**EXERCISE REQUIREMENTS:**
Repeat the records exactly, with one exception: no images.

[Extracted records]
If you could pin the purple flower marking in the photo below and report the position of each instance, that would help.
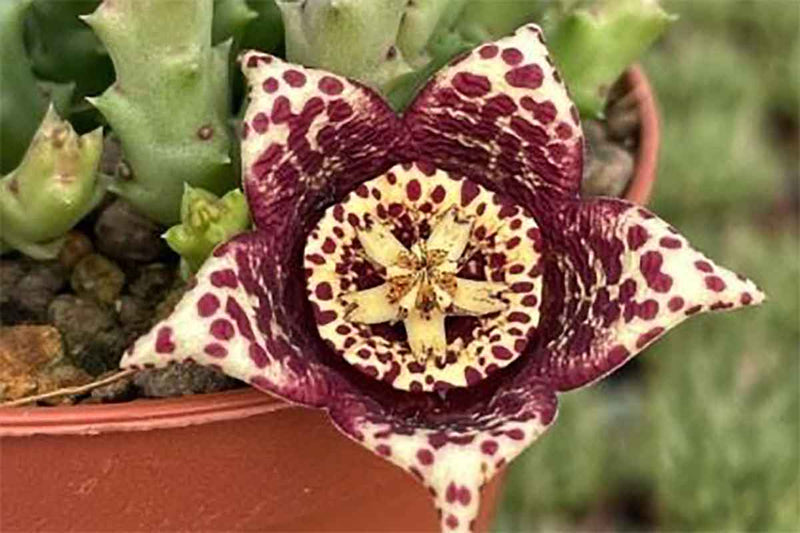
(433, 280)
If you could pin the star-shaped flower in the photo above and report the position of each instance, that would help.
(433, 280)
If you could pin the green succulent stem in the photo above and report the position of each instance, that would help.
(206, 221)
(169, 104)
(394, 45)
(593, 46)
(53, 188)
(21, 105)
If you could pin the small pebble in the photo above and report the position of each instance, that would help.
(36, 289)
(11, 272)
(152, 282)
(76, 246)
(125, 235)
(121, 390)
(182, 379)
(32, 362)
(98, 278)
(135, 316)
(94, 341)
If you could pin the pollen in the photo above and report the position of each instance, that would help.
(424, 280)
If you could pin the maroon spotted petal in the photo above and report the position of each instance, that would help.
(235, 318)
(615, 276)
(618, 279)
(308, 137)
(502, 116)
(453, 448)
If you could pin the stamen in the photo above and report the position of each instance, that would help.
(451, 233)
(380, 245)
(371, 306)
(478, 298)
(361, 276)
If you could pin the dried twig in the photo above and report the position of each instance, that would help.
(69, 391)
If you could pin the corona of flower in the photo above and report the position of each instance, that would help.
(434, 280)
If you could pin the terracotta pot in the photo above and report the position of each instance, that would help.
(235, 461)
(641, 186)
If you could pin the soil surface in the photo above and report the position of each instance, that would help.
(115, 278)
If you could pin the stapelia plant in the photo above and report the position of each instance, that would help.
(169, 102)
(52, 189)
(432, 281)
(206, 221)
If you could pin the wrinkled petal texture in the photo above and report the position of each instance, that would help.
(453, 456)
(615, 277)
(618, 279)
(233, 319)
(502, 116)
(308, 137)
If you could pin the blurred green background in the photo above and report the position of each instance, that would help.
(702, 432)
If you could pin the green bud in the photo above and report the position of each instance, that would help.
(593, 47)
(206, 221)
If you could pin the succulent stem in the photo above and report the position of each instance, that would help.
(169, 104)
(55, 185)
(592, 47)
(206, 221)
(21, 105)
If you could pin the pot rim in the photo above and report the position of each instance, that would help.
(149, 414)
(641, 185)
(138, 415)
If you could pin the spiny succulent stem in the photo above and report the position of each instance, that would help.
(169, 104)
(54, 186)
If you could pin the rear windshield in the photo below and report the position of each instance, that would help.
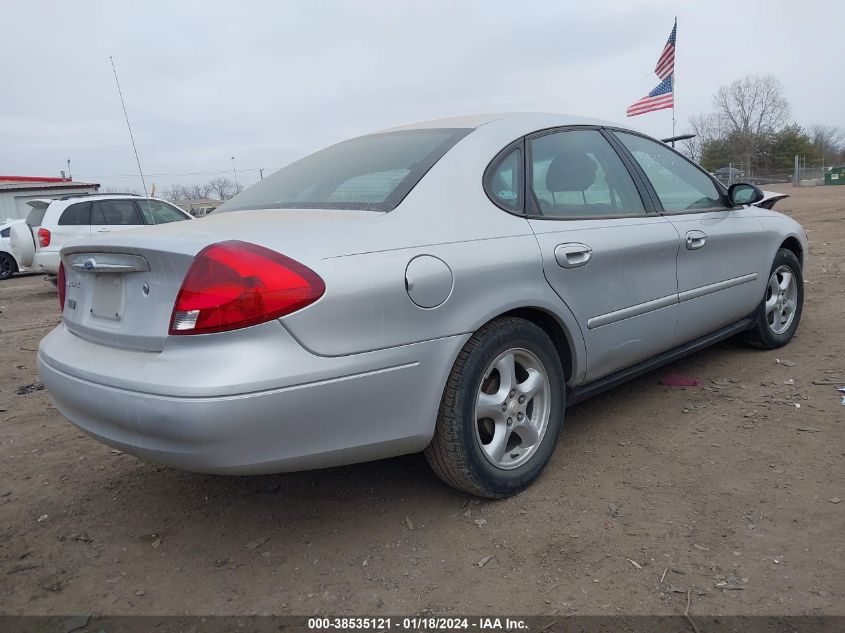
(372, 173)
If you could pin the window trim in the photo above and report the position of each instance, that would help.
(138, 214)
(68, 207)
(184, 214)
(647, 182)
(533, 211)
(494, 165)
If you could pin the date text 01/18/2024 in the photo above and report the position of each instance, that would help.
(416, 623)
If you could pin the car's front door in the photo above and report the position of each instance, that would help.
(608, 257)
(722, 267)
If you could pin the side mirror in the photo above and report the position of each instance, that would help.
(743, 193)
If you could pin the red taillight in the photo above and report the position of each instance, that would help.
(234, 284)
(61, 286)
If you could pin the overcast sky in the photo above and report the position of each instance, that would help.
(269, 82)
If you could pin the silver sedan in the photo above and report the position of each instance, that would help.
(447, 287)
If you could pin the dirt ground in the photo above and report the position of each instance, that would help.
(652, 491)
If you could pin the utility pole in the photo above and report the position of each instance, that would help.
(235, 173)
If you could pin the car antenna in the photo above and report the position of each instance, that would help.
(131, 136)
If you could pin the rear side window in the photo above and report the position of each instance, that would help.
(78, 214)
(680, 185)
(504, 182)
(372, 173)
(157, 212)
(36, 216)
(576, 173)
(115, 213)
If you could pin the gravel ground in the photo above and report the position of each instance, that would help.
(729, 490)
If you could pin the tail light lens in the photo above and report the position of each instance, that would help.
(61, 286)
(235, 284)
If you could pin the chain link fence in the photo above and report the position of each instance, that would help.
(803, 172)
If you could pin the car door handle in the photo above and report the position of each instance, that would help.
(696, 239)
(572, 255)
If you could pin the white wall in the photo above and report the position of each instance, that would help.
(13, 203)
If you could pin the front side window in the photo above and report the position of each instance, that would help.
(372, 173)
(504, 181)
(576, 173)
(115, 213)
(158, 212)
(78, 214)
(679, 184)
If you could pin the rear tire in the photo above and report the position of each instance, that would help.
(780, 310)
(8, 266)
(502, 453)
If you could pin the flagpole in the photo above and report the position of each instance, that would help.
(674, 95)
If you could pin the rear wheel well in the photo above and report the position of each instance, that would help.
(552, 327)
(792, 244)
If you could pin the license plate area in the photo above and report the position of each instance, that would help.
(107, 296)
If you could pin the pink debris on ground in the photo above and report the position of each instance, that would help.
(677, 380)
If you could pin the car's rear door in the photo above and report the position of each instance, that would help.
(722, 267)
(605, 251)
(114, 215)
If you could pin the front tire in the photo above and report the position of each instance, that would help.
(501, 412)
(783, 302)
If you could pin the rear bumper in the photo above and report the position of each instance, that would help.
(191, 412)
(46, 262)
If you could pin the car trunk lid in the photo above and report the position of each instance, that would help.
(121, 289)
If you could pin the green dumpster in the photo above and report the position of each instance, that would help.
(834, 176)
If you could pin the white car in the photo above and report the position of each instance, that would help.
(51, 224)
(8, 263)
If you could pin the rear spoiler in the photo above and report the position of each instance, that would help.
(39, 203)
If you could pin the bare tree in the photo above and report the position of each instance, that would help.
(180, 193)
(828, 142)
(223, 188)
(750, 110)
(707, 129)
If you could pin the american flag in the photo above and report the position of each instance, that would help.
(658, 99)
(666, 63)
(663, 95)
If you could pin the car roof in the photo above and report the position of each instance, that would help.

**SOLUTION TO THIS TASK:**
If you could pin the purple flower marking in the photo below and report the position of each instance, that would help.
(433, 280)
If you could pin the star-shaped flower in the photo above and report the position of each instance, that would help.
(433, 280)
If you could pin the green succulent stem in the photo above and report the position of each instance, that would help.
(206, 221)
(169, 104)
(394, 45)
(593, 46)
(53, 188)
(21, 105)
If you could pin the small pebble in the photo above and report the position of each instance, that would help.
(36, 289)
(11, 272)
(152, 282)
(76, 246)
(125, 235)
(121, 390)
(182, 379)
(32, 362)
(98, 278)
(135, 316)
(94, 341)
If you could pin the pollen in the photo above and report the position of each instance, that would help.
(424, 280)
If you could pin the maroon spotted petal in the photo above and report the position of each instance, that would help.
(235, 318)
(615, 276)
(618, 279)
(308, 137)
(502, 116)
(453, 448)
If you could pin the stamen in the photo above and report the position of each instance, that would help.
(451, 233)
(380, 245)
(371, 306)
(478, 298)
(361, 276)
If you could pin the dried twig in the photo above and report the position of each instance, that would help.
(69, 391)
If you could pin the corona of flower in the photo above and report the position of each instance, that would help.
(434, 280)
If you could pin the terracotta pot in the photo above and report the position of each instance, that would help.
(235, 461)
(641, 186)
If you could pin the soil surface in the photo above and report the position of each instance, that would help.
(115, 278)
If you could pin the stapelia plant in the photo above and report the position of each instance, that would help.
(169, 102)
(52, 189)
(432, 281)
(206, 221)
If you could pin the wrinkled petal texture in the photo above and report the position of each instance, that would help.
(453, 456)
(615, 277)
(618, 279)
(233, 319)
(502, 116)
(308, 137)
If you could pin the blurred green background in the photo above and report the position of each instance, that would help.
(702, 432)
If you could pin the green bud in the photo above and report the position of each instance, that would help.
(593, 47)
(206, 221)
If you could pin the succulent stem in the photo above and report the position of each instance, that would help.
(169, 104)
(55, 185)
(592, 47)
(206, 221)
(21, 105)
If you could pin the pot rim in the photo above and report the position of each instance, that would help.
(149, 414)
(641, 185)
(138, 415)
If you could pin the spiny succulent stem in the photo above and report the position of each instance, that would help.
(169, 104)
(54, 186)
If you could pin the rear windshield in the photo below and report the position of each instance, that would help.
(372, 173)
If you could pin the window trim in the photo above and report the position of each instance, that would help.
(138, 214)
(68, 207)
(184, 214)
(647, 182)
(533, 211)
(494, 165)
If you could pin the date text 01/18/2024 in the photo above and report the position of each instance, that would help.
(416, 623)
If you could pin the car's front door in the photo above and report the position of each instance, that would help.
(608, 257)
(722, 267)
If you could pin the side mirror in the photo above and report the position of each instance, that would help.
(743, 193)
If you could pin the red taillight in the photo above and report the position of each instance, that would help.
(234, 284)
(61, 286)
If you could pin the overcast sky in the photo above and report the position of each instance, that would help.
(269, 82)
If you could pin the silver sedan in the photo above and report the position of each instance, that would help.
(447, 287)
If you could pin the dirt ground in the photo above and report the position of each instance, that would help.
(652, 491)
If you could pin the utility pole in the photo above and report the position of each instance, that would help.
(235, 173)
If you could pin the car antenna in the photo above and report the position of each instance, that would help.
(131, 136)
If you could pin the rear side window in the photo above and report the position of each instance, that would help.
(78, 214)
(680, 185)
(504, 182)
(372, 173)
(157, 212)
(36, 216)
(576, 173)
(115, 213)
If you could pin the gravel ground in the photo above and report the position of each instance, that would help.
(729, 490)
If you could pin the tail light lens in the photo above and report the position of each instance, that would help.
(61, 286)
(235, 284)
If you could pin the chain link fence in the photo above and report the position of each instance, that would help.
(803, 172)
If you could pin the car door handle in the photo above and report the position of each instance, that would help.
(696, 239)
(572, 255)
If you could pin the white wall in the photo above and report the position of each instance, that would help.
(13, 203)
If you could pin the front side window in the photo above and report the position of each instance, that would help.
(372, 173)
(504, 181)
(576, 173)
(115, 213)
(158, 212)
(78, 214)
(679, 184)
If you could pin the rear tire in the photo above and report the position of each instance, that would help.
(780, 310)
(8, 266)
(502, 453)
If you could pin the flagpole in the photo above and report the position of each instance, that would help.
(674, 95)
If you could pin the rear wheel well in the photo above and report the position of each instance, that would help.
(552, 327)
(792, 244)
If you could pin the license plate area in the photo above and report the position of each instance, that would help.
(107, 296)
If you could pin the pink debris on ground in the photo above and report the position of each instance, that would help.
(677, 380)
If you could pin the car's rear door in the photo above and report the position of each instance, that would help.
(722, 267)
(605, 251)
(114, 215)
If you could pin the front tire in the photo above and report the position of each instance, that would help.
(501, 412)
(783, 302)
If you could pin the rear bumper in the photo above and report the position of each instance, that would help.
(191, 412)
(46, 262)
If you could pin the car trunk lid in the photo above and report the position of each instance, that would help.
(121, 289)
If you could pin the green dumpster in the photo above and report the position of each instance, that would help.
(834, 176)
If you could pin the white car in the photo above and report the position of each instance, that would help.
(51, 224)
(8, 263)
If you could pin the rear spoiler in the photo above and report the position of each instance, that would help.
(39, 203)
If you could pin the bare tree in the photo above and report the position of each instance, that would help.
(180, 193)
(828, 142)
(223, 188)
(750, 110)
(707, 129)
If you could pin the american flag in the photo above and report the position of each instance, that would help.
(658, 99)
(666, 63)
(663, 95)
If you could pin the car roof in the photo above and report the position of each instance, that would help.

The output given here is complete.